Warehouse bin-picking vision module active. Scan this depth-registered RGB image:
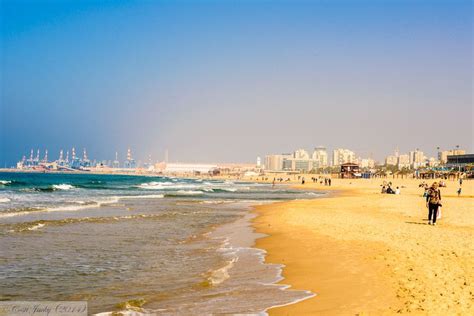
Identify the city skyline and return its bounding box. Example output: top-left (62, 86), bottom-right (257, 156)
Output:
top-left (0, 1), bottom-right (473, 166)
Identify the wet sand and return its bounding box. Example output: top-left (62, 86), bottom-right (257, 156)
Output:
top-left (254, 179), bottom-right (474, 315)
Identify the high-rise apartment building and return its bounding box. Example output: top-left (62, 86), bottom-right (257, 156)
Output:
top-left (332, 148), bottom-right (356, 166)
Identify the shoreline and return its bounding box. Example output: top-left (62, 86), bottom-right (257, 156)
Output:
top-left (252, 179), bottom-right (474, 315)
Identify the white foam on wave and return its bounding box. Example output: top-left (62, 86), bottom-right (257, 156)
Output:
top-left (175, 190), bottom-right (204, 195)
top-left (53, 183), bottom-right (75, 190)
top-left (137, 181), bottom-right (199, 190)
top-left (118, 194), bottom-right (165, 200)
top-left (207, 257), bottom-right (238, 285)
top-left (28, 223), bottom-right (45, 230)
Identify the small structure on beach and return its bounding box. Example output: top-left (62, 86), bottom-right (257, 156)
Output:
top-left (340, 162), bottom-right (362, 179)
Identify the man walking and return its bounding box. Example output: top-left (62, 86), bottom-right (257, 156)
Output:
top-left (426, 182), bottom-right (441, 225)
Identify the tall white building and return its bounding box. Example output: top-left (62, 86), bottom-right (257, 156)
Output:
top-left (312, 146), bottom-right (328, 168)
top-left (265, 154), bottom-right (292, 171)
top-left (385, 155), bottom-right (398, 166)
top-left (438, 149), bottom-right (466, 164)
top-left (293, 149), bottom-right (309, 159)
top-left (409, 149), bottom-right (426, 169)
top-left (332, 148), bottom-right (356, 166)
top-left (398, 154), bottom-right (410, 169)
top-left (359, 158), bottom-right (375, 169)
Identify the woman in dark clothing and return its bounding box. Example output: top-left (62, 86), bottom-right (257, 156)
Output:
top-left (426, 182), bottom-right (441, 225)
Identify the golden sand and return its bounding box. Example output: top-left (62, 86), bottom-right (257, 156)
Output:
top-left (254, 179), bottom-right (474, 315)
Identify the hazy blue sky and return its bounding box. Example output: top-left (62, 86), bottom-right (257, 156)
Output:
top-left (0, 0), bottom-right (474, 166)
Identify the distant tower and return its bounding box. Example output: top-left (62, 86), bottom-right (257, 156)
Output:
top-left (28, 149), bottom-right (33, 166)
top-left (112, 152), bottom-right (120, 168)
top-left (81, 148), bottom-right (91, 167)
top-left (125, 147), bottom-right (136, 169)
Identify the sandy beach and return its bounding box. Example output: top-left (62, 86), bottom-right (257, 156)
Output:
top-left (254, 178), bottom-right (474, 315)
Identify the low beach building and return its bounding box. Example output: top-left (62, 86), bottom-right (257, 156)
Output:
top-left (340, 162), bottom-right (362, 179)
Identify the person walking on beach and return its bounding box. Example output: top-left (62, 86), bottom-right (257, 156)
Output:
top-left (426, 182), bottom-right (441, 225)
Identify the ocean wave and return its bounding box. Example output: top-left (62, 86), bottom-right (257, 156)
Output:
top-left (0, 212), bottom-right (175, 233)
top-left (117, 194), bottom-right (165, 200)
top-left (53, 183), bottom-right (74, 190)
top-left (174, 190), bottom-right (204, 195)
top-left (207, 258), bottom-right (237, 285)
top-left (137, 182), bottom-right (200, 190)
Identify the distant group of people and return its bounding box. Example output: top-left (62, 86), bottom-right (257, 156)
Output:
top-left (380, 181), bottom-right (400, 194)
top-left (418, 178), bottom-right (462, 197)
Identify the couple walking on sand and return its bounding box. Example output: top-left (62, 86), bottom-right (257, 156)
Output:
top-left (426, 182), bottom-right (442, 225)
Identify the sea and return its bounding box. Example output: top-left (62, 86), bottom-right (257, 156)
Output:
top-left (0, 172), bottom-right (321, 315)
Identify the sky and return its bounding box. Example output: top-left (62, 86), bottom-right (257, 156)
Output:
top-left (0, 0), bottom-right (474, 167)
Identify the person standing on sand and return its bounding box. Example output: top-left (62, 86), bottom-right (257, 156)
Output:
top-left (426, 182), bottom-right (441, 225)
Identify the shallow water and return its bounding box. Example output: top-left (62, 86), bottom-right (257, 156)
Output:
top-left (0, 173), bottom-right (317, 314)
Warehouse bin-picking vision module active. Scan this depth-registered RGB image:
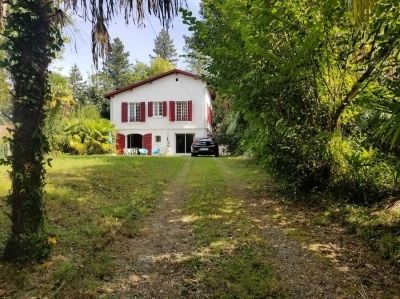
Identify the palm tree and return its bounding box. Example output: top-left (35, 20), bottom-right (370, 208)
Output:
top-left (0, 0), bottom-right (181, 262)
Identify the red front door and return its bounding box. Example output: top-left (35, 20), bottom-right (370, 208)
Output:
top-left (143, 133), bottom-right (153, 155)
top-left (116, 133), bottom-right (125, 155)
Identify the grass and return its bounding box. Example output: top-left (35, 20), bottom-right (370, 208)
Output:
top-left (0, 156), bottom-right (400, 298)
top-left (0, 156), bottom-right (183, 298)
top-left (181, 159), bottom-right (284, 298)
top-left (324, 204), bottom-right (400, 264)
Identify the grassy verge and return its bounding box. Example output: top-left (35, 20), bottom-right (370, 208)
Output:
top-left (231, 159), bottom-right (400, 266)
top-left (0, 156), bottom-right (183, 298)
top-left (314, 204), bottom-right (400, 265)
top-left (181, 158), bottom-right (284, 298)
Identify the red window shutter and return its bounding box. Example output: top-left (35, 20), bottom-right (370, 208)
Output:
top-left (121, 103), bottom-right (128, 123)
top-left (116, 133), bottom-right (125, 155)
top-left (143, 133), bottom-right (153, 155)
top-left (169, 101), bottom-right (175, 121)
top-left (163, 101), bottom-right (167, 116)
top-left (140, 102), bottom-right (146, 122)
top-left (188, 101), bottom-right (193, 121)
top-left (147, 102), bottom-right (153, 117)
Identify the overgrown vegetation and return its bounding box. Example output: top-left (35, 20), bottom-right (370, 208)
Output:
top-left (0, 0), bottom-right (180, 263)
top-left (183, 0), bottom-right (400, 203)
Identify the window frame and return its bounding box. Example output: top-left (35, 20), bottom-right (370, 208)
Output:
top-left (128, 102), bottom-right (142, 123)
top-left (175, 101), bottom-right (189, 121)
top-left (153, 102), bottom-right (164, 117)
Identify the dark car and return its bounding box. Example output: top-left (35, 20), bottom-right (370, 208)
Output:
top-left (191, 137), bottom-right (219, 157)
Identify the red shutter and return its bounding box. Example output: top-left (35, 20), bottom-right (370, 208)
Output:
top-left (188, 101), bottom-right (193, 121)
top-left (143, 133), bottom-right (153, 155)
top-left (121, 103), bottom-right (128, 123)
top-left (147, 102), bottom-right (153, 117)
top-left (163, 101), bottom-right (167, 116)
top-left (140, 102), bottom-right (146, 122)
top-left (116, 133), bottom-right (125, 155)
top-left (169, 101), bottom-right (175, 121)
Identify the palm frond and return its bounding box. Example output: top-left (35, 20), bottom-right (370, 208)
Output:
top-left (62, 0), bottom-right (186, 66)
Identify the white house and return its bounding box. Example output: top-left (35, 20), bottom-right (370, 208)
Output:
top-left (106, 69), bottom-right (212, 155)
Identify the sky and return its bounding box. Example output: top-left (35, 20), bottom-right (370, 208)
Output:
top-left (51, 0), bottom-right (200, 78)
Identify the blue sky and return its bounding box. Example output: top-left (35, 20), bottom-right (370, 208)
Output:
top-left (52, 0), bottom-right (200, 78)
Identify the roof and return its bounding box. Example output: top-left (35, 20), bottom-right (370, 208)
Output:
top-left (105, 69), bottom-right (200, 99)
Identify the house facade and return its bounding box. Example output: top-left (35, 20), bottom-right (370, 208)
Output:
top-left (106, 69), bottom-right (212, 155)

### GIVEN PROBLEM
Render all the records above as a JSON list of strings with one string per line, dropping blank lines. Leave the pictures out.

### ANSWER TO THIS PROBLEM
[
  "Warehouse bin-picking vision module active. Scan this depth-registered RGB image:",
  "Identify the city skyline and return its bounding box. Example output: top-left (62, 86), bottom-right (257, 156)",
  "Output:",
  "top-left (0, 1), bottom-right (473, 166)",
  "Identify the wet sand and return its bounding box. Example output: top-left (62, 86), bottom-right (257, 156)",
  "Output:",
  "top-left (254, 179), bottom-right (474, 315)",
  "Identify the high-rise apartment building and return its bounding box. Example output: top-left (62, 86), bottom-right (257, 156)",
  "Output:",
  "top-left (332, 148), bottom-right (356, 166)",
  "Identify the shoreline and return its bounding box. Example output: top-left (62, 86), bottom-right (257, 156)",
  "Output:",
  "top-left (252, 179), bottom-right (474, 315)",
  "Identify the white foam on wave and return its bounding box. Example output: top-left (62, 86), bottom-right (257, 156)",
  "Output:",
  "top-left (175, 190), bottom-right (204, 195)",
  "top-left (53, 183), bottom-right (75, 190)",
  "top-left (137, 181), bottom-right (199, 190)",
  "top-left (118, 194), bottom-right (165, 200)",
  "top-left (207, 257), bottom-right (238, 285)",
  "top-left (28, 223), bottom-right (45, 230)",
  "Identify the small structure on beach and return its bounding box. Example output: top-left (62, 86), bottom-right (257, 156)",
  "Output:",
  "top-left (340, 162), bottom-right (362, 179)",
  "Identify the man walking and return its bounding box. Example output: top-left (62, 86), bottom-right (257, 156)",
  "Output:",
  "top-left (426, 182), bottom-right (441, 225)",
  "Identify the tall white building and return its bounding box. Example output: top-left (62, 86), bottom-right (257, 156)",
  "Output:",
  "top-left (312, 146), bottom-right (328, 168)",
  "top-left (265, 154), bottom-right (292, 171)",
  "top-left (385, 155), bottom-right (398, 166)",
  "top-left (438, 149), bottom-right (466, 164)",
  "top-left (293, 149), bottom-right (309, 159)",
  "top-left (409, 149), bottom-right (426, 169)",
  "top-left (332, 148), bottom-right (356, 166)",
  "top-left (398, 154), bottom-right (410, 169)",
  "top-left (359, 158), bottom-right (375, 169)",
  "Identify the woman in dark clothing and return its bounding box. Example output: top-left (62, 86), bottom-right (257, 156)",
  "Output:",
  "top-left (426, 182), bottom-right (441, 225)",
  "Identify the golden sand and return its bounding box. Example output: top-left (62, 86), bottom-right (257, 156)",
  "Output:",
  "top-left (254, 179), bottom-right (474, 315)",
  "Identify the hazy blue sky and return its bounding box. Example output: top-left (62, 86), bottom-right (257, 156)",
  "Output:",
  "top-left (0, 0), bottom-right (474, 166)",
  "Identify the distant tower and return its bounding box. Example output: top-left (62, 86), bottom-right (257, 156)",
  "Output:",
  "top-left (28, 149), bottom-right (33, 166)",
  "top-left (112, 152), bottom-right (120, 168)",
  "top-left (81, 148), bottom-right (91, 167)",
  "top-left (125, 147), bottom-right (136, 169)",
  "Identify the sandy beach and return its bounding box. Example output: top-left (62, 86), bottom-right (257, 156)",
  "Output:",
  "top-left (254, 178), bottom-right (474, 315)",
  "Identify the low beach building and return its bounding box. Example output: top-left (62, 86), bottom-right (257, 156)",
  "Output:",
  "top-left (340, 162), bottom-right (362, 179)",
  "Identify the person walking on beach and return its bounding box. Example output: top-left (62, 86), bottom-right (257, 156)",
  "Output:",
  "top-left (426, 182), bottom-right (441, 225)",
  "Identify the ocean wave and return its bounding box. Example output: top-left (62, 86), bottom-right (257, 156)",
  "Output:",
  "top-left (0, 212), bottom-right (175, 233)",
  "top-left (117, 194), bottom-right (165, 200)",
  "top-left (53, 183), bottom-right (74, 190)",
  "top-left (174, 190), bottom-right (204, 195)",
  "top-left (207, 258), bottom-right (237, 285)",
  "top-left (137, 182), bottom-right (200, 190)",
  "Identify the distant group of people and return its bounding box. Example output: top-left (62, 86), bottom-right (257, 156)",
  "Output:",
  "top-left (380, 181), bottom-right (400, 194)",
  "top-left (418, 178), bottom-right (462, 197)",
  "Identify the couple walking on sand and return its bounding box. Example output: top-left (62, 86), bottom-right (257, 156)",
  "Output:",
  "top-left (426, 182), bottom-right (442, 225)",
  "Identify the sea and return its bounding box. Example output: top-left (62, 86), bottom-right (257, 156)",
  "Output:",
  "top-left (0, 172), bottom-right (321, 315)",
  "Identify the sky and return its bounding box. Example output: top-left (62, 86), bottom-right (257, 156)",
  "Output:",
  "top-left (0, 0), bottom-right (474, 167)",
  "Identify the person standing on sand and return its bounding box. Example output: top-left (62, 86), bottom-right (257, 156)",
  "Output:",
  "top-left (426, 182), bottom-right (441, 225)",
  "Identify the shallow water and return its bounding box. Example output: top-left (62, 86), bottom-right (257, 156)",
  "Output:",
  "top-left (0, 173), bottom-right (317, 314)",
  "Warehouse bin-picking vision module active. Scan this depth-registered RGB image:",
  "Identify the palm tree and return its bounding box. Example output: top-left (35, 20), bottom-right (370, 208)",
  "Output:",
  "top-left (0, 0), bottom-right (181, 262)",
  "Identify the red front door and return its bounding box. Example output: top-left (35, 20), bottom-right (370, 208)",
  "Output:",
  "top-left (143, 133), bottom-right (153, 155)",
  "top-left (116, 133), bottom-right (125, 155)",
  "Identify the grass and return its bounding box. Example output: top-left (35, 20), bottom-right (370, 208)",
  "Output:",
  "top-left (0, 156), bottom-right (400, 298)",
  "top-left (0, 156), bottom-right (183, 298)",
  "top-left (181, 159), bottom-right (284, 298)",
  "top-left (324, 204), bottom-right (400, 264)",
  "Identify the grassy verge and return its bounding box. Example output: top-left (35, 20), bottom-right (370, 208)",
  "Output:",
  "top-left (231, 159), bottom-right (400, 266)",
  "top-left (0, 156), bottom-right (183, 298)",
  "top-left (314, 204), bottom-right (400, 265)",
  "top-left (181, 158), bottom-right (284, 298)",
  "Identify the red window shutter and return its bounding box. Example output: top-left (35, 20), bottom-right (370, 208)",
  "Output:",
  "top-left (121, 103), bottom-right (128, 123)",
  "top-left (116, 133), bottom-right (125, 155)",
  "top-left (143, 133), bottom-right (153, 155)",
  "top-left (169, 101), bottom-right (175, 121)",
  "top-left (163, 101), bottom-right (167, 116)",
  "top-left (140, 102), bottom-right (146, 122)",
  "top-left (188, 101), bottom-right (193, 121)",
  "top-left (147, 102), bottom-right (153, 117)",
  "Identify the overgrown vegetation and return its bounding box. Example output: top-left (35, 20), bottom-right (370, 208)",
  "Output:",
  "top-left (0, 0), bottom-right (180, 263)",
  "top-left (183, 0), bottom-right (400, 203)",
  "Identify the window frame and return its bounding box. Example output: top-left (35, 20), bottom-right (370, 208)",
  "Output:",
  "top-left (128, 102), bottom-right (142, 123)",
  "top-left (175, 101), bottom-right (189, 121)",
  "top-left (153, 102), bottom-right (164, 117)",
  "Identify the dark car and return its bounding box. Example output: top-left (35, 20), bottom-right (370, 208)",
  "Output:",
  "top-left (191, 137), bottom-right (219, 157)",
  "Identify the red shutter and return its bounding box. Example output: top-left (35, 20), bottom-right (370, 208)",
  "Output:",
  "top-left (188, 101), bottom-right (193, 121)",
  "top-left (143, 133), bottom-right (153, 155)",
  "top-left (121, 103), bottom-right (128, 123)",
  "top-left (147, 102), bottom-right (153, 117)",
  "top-left (163, 101), bottom-right (167, 116)",
  "top-left (140, 102), bottom-right (146, 122)",
  "top-left (116, 133), bottom-right (125, 155)",
  "top-left (169, 101), bottom-right (175, 121)",
  "Identify the palm frond and return its bounding box. Example output: top-left (35, 20), bottom-right (370, 208)",
  "Output:",
  "top-left (62, 0), bottom-right (186, 66)",
  "Identify the white house and return its bounding box. Example output: top-left (35, 20), bottom-right (370, 208)",
  "Output:",
  "top-left (106, 69), bottom-right (212, 155)",
  "Identify the sky and return its bounding box. Example output: top-left (35, 20), bottom-right (370, 208)",
  "Output:",
  "top-left (51, 0), bottom-right (200, 78)",
  "Identify the blue sky and return its bounding box. Example output: top-left (35, 20), bottom-right (370, 208)",
  "Output:",
  "top-left (52, 0), bottom-right (200, 78)",
  "Identify the roof and return its bounding box. Example output: top-left (35, 20), bottom-right (370, 208)",
  "Output:",
  "top-left (105, 69), bottom-right (200, 99)",
  "Identify the house facade and return its bounding box. Example output: top-left (35, 20), bottom-right (370, 208)",
  "Output:",
  "top-left (106, 69), bottom-right (212, 155)"
]